• _Textausschnitt_:
>>>
Manchmal reichen die Informationen

Ein ganz anderer Fall ereignete sich in Kerpen, bei der Bundestagswahl. Eine junge Muslim:in musste Beschwerde einlegen, weil sie an ihrem Grundrecht gehindert wurde, wählen zu gehen. Ihr wurde erzählt, sie dürfe nicht wählen, weil sie Kopftuch trage. Das Gespräch und die unglaublich dumme Haltung der (ehrenamtlichen) Wahlhelfer wurde von der betroffenen Frau aufgezeichnet.

Der Fall schlug nicht so hohe Wellen, er wurde aber sehr ernst genommen. Auch von der Politik wurde der Fall verurteilt. Erst durch Intervention und Ansage des Wahlamtes konnte die Muslimin von ihrem Wahlrecht Gebrauch machen. Sie hat sich (und das finde ich heldenhaft) nicht beirren lassen und sich ihr Recht erkämpft. Nun geht es nicht nur um die politische, sondern auch um die juristische Aufarbeitung des Falles. Der Zentralrat der Muslime hat gemeinsam mit der Betroffenen, nach eigenen Angaben, Anzeige erstattet.

Ein richtiger und wichtiger Schritt, wie ich hier bemerken muss. Denn diese Form der Wahlbehinderung ist nicht hinnehmbar und muss unterbunden werden. Da es sich auch vermutlich um eine Straftat gehandelt hat, muss das auch juristisch bearbeitet werden. Sonst fühlen sich womöglich Rassist:innen dazu berufen, weiterhin zu versuchen, Menschen von ihrem Grundrecht abzuhalten.

In diesem Fall haben wir das Gespräch auf Video und es wurde unzählige Male geteilt und hat damit erneut eine wichtige Öffentlichkeit geschafft. Dabei ist wichtig, dass nicht nur die Opferperspektive, sondern auch die Täterperspektive festgehalten wurde. Die Informationslage reicht aus, um sich hier auch solidarisch zu zeigen. Gerade hier ergibt es auch Sinn. Denn die Unsicherheiten überwiegen nicht.

Informations- und Medienkompetenz

Und das ist vielleicht die Kunst, die aus meiner Sicht, häufiger in diesen Wochen fehlt. Die Einordnung der Dinge erfolgt häufiger nach Gefühl, statt nach Kompetenz. Die Bewertung von Informationen auf ihren Wahrheitsgehalt fällt schwer. Wenn man nicht gerade zu der Querdenker-Bewegung gehört, die alle Informationen aus bestimmten Quellen grundsätzlich ablehnen, hat man dennoch viele Vorurteile gegenüber Urheberschaften.

Dieses Phänomen können wir häufiger beobachten. Klassische Medien genießen längst nicht mehr so viel Vertrauen wie neuere Medien. Heute kann ein Telegram-Kanal oder ein TikTok-Kanal eines Jugendlichen, bei bestimmten Informationen deutlich ernster genommen werden, als ein Bericht in der Tagesschau. Dabei fällt es, vielen Menschen sehr schwer zu unterscheiden, welche Informationen überhaupt richtig sind und welche Quellen überhaupt zuverlässig sind.
<<<
• _Erfasste Daten_:
>>>
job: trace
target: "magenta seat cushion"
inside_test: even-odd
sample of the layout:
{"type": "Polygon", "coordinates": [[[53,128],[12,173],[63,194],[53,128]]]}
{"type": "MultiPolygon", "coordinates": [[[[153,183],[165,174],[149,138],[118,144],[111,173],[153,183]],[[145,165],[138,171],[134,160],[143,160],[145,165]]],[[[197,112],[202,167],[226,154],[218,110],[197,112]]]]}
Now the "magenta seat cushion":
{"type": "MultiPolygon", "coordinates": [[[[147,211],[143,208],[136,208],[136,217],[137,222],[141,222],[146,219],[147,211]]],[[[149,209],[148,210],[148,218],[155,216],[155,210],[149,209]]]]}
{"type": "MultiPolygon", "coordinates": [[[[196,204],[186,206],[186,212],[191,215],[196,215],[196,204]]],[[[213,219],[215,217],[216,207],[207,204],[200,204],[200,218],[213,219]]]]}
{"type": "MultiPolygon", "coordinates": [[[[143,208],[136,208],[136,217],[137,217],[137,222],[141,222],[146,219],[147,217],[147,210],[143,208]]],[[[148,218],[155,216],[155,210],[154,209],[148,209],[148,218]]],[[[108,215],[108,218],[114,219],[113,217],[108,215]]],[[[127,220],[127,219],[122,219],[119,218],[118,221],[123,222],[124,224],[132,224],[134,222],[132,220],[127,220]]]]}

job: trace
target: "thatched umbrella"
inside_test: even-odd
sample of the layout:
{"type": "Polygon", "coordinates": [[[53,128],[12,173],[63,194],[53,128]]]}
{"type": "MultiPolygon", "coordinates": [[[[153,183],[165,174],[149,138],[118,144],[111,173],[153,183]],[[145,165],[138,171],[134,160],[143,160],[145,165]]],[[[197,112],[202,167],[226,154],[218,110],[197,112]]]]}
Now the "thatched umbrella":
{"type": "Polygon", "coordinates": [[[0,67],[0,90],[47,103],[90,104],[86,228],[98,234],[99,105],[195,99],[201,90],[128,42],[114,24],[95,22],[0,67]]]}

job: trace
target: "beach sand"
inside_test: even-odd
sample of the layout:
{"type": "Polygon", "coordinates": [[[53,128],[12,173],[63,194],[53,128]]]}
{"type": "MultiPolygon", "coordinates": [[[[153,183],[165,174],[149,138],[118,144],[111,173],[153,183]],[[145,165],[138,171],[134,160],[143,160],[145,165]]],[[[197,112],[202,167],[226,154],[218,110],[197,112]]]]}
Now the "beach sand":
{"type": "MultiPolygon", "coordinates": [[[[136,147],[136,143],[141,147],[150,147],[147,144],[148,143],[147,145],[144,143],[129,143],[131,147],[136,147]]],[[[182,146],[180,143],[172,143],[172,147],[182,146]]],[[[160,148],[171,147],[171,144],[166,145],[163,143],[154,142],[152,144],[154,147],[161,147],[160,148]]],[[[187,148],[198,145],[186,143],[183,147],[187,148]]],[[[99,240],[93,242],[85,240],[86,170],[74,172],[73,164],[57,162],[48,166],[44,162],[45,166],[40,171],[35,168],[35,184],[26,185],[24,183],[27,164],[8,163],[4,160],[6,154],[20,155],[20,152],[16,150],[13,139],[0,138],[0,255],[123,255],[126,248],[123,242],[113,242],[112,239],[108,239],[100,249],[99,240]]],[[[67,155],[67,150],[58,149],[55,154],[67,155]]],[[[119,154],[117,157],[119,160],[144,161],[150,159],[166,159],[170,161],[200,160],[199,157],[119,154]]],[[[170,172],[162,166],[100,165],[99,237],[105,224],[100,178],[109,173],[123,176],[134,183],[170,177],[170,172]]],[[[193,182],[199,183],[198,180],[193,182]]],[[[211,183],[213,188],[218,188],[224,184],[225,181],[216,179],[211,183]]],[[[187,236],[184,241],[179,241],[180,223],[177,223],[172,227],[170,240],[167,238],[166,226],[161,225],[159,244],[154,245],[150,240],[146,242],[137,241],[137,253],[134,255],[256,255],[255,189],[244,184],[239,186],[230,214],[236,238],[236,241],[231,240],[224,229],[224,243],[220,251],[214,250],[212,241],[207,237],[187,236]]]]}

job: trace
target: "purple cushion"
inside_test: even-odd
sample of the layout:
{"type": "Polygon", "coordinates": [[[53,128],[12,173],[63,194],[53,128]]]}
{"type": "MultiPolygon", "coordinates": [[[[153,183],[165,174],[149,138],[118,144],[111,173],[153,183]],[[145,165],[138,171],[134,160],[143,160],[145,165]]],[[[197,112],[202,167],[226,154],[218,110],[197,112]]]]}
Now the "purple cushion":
<<<
• _Aufgabenstellung_:
Gib den Teil des Textausschnitts, der mit „In diesem Fall“ beginnt und mit „Unsicherheiten überwiegen nicht.“ endet, noch einmal wieder und tausche dabei „Öffentlichkeit“ gegen „Aufmerksamkeit“.

• _Lösung der Aufgabe_:
In diesem Fall haben wir das Gespräch auf Video und es wurde unzählige Male geteilt und hat damit erneut eine wichtige Aufmerksamkeit geschafft. Dabei ist wichtig, dass nicht nur die Opferperspektive, sondern auch die Täterperspektive festgehalten wurde. Die Informationslage reicht aus, um sich hier auch solidarisch zu zeigen. Gerade hier ergibt es auch Sinn. Denn die Unsicherheiten überwiegen nicht.